Region pointing data
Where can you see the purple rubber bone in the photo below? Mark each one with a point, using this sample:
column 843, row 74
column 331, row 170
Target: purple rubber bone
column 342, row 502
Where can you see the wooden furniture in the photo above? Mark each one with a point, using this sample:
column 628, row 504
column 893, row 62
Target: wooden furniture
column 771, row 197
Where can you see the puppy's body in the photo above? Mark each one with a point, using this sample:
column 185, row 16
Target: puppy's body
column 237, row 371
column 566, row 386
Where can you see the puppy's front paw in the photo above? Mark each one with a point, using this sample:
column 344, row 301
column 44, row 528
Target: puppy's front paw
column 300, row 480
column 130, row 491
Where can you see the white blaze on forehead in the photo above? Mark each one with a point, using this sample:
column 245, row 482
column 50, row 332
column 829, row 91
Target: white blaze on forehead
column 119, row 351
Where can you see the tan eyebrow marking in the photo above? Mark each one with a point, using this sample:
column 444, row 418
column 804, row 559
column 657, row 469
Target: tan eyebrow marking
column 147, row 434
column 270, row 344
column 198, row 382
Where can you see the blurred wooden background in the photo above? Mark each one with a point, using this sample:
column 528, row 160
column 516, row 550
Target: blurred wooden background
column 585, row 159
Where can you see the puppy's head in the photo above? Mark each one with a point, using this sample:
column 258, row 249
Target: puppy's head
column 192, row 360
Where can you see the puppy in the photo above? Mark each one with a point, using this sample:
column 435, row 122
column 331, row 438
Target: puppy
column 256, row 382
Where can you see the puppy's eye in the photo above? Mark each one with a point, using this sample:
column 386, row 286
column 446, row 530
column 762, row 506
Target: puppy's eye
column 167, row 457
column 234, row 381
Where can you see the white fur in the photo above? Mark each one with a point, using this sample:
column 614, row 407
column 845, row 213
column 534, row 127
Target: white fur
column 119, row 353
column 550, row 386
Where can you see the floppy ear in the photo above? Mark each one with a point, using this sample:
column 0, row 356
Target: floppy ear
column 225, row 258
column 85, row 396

* * *

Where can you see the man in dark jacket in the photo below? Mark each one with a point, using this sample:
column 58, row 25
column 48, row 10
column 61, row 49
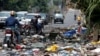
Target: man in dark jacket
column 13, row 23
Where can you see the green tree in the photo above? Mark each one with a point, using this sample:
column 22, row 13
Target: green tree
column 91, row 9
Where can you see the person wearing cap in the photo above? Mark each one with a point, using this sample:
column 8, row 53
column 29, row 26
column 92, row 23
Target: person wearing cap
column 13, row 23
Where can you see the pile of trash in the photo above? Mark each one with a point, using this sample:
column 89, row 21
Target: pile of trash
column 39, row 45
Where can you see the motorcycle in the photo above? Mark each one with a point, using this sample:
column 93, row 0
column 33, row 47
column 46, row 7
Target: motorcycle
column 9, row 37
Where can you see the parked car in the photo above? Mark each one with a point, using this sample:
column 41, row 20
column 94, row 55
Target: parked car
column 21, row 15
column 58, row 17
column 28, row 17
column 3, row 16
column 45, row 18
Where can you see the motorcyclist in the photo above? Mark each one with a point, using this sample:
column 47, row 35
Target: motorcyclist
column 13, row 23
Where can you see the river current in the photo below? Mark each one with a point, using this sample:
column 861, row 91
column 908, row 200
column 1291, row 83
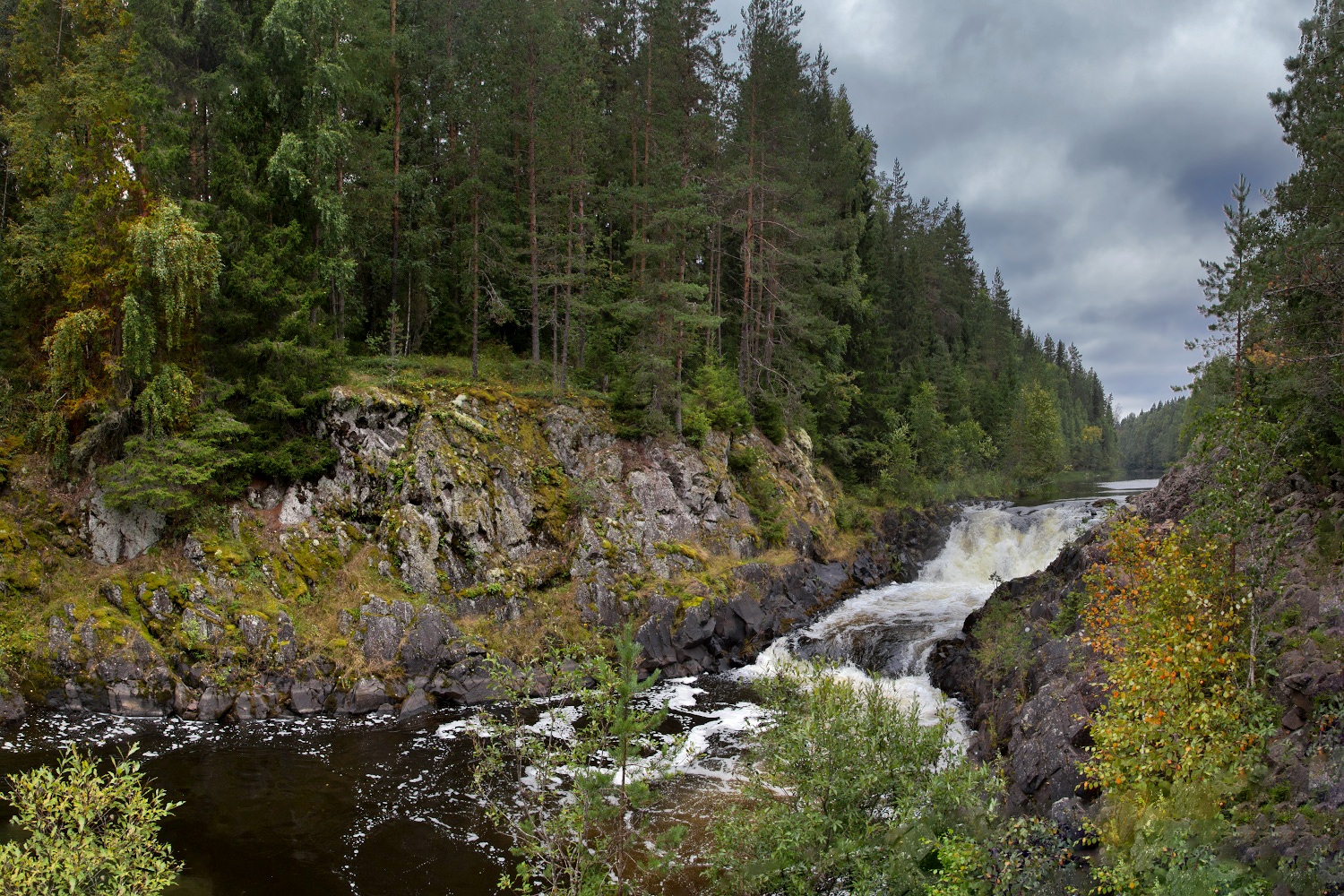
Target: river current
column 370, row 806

■ **WHAT YOU SHOULD DO**
Give back, word for word, only the lines above from the line holding "Where can you see the purple" to the line holding "column 657, row 469", both included.

■ **YOUR RESPONSE**
Where can you see the purple rubber bone in the photo below? Mark each one with a point, using this sample:
column 843, row 74
column 331, row 170
Target: purple rubber bone
column 342, row 502
Where can you see the wooden furniture in the photo above? Mark each one with a point, using this sample:
column 628, row 504
column 893, row 62
Target: wooden furniture
column 771, row 197
Where can you see the puppy's body in the photo above? Mark each one with a point, using this sample:
column 185, row 16
Target: puppy's body
column 237, row 371
column 566, row 386
Where can you see the puppy's front paw in the photo above? Mark each one with a point, using this sample:
column 344, row 301
column 44, row 528
Target: puppy's front paw
column 300, row 480
column 130, row 491
Where can you see the white blaze on forehead in the photo above? Mark each one with a point, using this sample:
column 245, row 482
column 50, row 332
column 829, row 91
Target: white blaze on forehead
column 119, row 351
Where can you see the tan eyebrow marking in the photo above? Mark each one with a point, using this sample:
column 444, row 418
column 804, row 559
column 657, row 469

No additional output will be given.